__WORK TASK__: Could the lines from the one with "Indicate every instance of the shirt collar" through the end of the listing be restated exactly, with nothing else included?

__DATASET CONTENT__:
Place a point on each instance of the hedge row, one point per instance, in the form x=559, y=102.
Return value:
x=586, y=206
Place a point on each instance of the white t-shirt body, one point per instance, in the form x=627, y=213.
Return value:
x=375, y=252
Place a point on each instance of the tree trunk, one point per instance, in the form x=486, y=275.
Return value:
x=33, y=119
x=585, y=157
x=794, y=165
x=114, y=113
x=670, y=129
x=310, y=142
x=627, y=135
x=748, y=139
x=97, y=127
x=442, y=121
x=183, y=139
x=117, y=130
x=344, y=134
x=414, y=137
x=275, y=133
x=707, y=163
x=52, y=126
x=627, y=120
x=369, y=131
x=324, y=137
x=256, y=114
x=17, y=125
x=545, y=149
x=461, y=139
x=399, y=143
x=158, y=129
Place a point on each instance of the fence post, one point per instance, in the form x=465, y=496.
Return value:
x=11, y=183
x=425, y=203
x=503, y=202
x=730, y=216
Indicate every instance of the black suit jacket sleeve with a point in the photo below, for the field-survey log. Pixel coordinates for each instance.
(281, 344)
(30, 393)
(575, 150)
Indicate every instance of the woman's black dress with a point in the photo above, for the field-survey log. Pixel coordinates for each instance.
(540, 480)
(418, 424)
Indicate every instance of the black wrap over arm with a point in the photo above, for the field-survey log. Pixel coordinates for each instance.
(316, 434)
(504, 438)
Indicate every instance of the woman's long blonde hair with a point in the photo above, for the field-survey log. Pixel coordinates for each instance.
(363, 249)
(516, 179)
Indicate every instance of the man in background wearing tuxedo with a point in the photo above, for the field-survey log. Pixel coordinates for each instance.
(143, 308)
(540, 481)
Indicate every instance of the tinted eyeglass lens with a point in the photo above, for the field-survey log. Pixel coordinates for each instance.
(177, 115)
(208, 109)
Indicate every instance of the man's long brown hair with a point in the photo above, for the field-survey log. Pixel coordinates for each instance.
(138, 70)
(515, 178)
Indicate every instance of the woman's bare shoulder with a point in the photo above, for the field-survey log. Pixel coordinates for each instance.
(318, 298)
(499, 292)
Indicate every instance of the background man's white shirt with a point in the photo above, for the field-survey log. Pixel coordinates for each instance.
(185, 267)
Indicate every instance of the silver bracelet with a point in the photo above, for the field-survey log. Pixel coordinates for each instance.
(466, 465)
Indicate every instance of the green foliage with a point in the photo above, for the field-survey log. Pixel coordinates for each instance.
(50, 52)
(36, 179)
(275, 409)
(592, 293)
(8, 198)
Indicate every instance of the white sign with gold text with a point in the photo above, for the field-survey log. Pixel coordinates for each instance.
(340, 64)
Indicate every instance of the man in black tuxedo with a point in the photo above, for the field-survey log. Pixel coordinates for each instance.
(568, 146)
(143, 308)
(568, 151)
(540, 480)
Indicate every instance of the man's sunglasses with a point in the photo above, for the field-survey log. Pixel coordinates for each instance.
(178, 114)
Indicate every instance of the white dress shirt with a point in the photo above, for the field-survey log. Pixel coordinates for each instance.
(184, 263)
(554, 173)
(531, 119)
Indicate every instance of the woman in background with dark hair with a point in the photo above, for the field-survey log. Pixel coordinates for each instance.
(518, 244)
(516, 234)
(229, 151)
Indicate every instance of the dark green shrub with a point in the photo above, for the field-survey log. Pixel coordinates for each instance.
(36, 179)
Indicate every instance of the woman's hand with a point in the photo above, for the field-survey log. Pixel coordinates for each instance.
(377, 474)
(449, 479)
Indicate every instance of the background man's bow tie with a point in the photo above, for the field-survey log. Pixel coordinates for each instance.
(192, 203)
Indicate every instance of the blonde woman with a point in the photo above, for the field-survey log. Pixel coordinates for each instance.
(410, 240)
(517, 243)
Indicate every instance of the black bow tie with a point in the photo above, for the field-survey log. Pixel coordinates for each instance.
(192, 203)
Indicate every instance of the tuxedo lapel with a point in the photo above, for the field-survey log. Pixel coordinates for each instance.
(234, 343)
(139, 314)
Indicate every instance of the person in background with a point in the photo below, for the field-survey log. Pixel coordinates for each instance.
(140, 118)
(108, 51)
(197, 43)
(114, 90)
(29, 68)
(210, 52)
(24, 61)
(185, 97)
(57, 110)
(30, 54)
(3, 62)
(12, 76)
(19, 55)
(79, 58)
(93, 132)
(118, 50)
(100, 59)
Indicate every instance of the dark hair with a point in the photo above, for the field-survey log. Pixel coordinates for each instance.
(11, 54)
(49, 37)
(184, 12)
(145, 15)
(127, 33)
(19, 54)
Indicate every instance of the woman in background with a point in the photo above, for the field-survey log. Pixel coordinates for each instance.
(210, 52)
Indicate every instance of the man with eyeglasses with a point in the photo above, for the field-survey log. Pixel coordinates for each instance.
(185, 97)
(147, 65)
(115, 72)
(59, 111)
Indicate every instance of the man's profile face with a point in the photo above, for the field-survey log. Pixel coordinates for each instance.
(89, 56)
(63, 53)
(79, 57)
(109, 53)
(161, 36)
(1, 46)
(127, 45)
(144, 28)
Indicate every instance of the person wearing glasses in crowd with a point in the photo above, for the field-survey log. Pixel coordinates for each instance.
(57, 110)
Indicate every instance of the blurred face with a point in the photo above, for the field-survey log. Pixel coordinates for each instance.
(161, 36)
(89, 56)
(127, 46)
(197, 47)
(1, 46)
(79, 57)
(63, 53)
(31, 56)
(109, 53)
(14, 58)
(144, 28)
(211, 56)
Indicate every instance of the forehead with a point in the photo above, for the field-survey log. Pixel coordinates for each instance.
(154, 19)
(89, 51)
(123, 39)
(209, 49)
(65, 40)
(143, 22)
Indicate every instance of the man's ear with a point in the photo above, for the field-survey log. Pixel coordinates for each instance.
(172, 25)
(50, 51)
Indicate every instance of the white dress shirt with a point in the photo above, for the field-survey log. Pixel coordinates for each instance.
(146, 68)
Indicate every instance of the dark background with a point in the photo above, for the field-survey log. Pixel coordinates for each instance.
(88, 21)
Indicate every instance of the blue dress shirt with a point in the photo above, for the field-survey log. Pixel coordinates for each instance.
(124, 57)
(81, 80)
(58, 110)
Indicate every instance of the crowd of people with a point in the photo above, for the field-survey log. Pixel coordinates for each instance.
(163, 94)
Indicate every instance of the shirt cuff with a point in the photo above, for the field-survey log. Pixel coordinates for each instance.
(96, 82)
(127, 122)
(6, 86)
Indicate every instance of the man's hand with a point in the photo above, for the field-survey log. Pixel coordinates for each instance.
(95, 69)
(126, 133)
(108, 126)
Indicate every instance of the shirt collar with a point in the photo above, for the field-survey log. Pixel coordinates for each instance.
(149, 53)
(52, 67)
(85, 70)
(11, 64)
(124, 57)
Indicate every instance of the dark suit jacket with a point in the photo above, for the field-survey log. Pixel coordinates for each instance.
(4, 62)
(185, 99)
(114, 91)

__YOUR RESPONSE__:
Indicate every instance of the shirt collar with a point in the photo above, for the field-survey log. Pixel coordinates for each instance.
(149, 53)
(52, 67)
(85, 70)
(11, 64)
(124, 57)
Indicate every instance of the dark suit jacket with a point in the photo above, for the field-survey log. Pixel coordinates for each instance.
(4, 62)
(185, 99)
(114, 91)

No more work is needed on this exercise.